Scale every point coordinate in the listing below by 1.3 and round each result to the nearest whole number, rounding halves up. Copy out all lines of the listing, requests included, and change only those coordinates.
********
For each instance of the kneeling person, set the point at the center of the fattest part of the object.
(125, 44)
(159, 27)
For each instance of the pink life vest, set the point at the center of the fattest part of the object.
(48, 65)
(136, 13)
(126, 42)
********
Task result:
For each instance of the kneeling person, set the point at the center of the fattest part of the object.
(163, 57)
(207, 35)
For each instance of the pink life vest, set the point at the center of the fattest part of the object.
(62, 85)
(177, 17)
(164, 55)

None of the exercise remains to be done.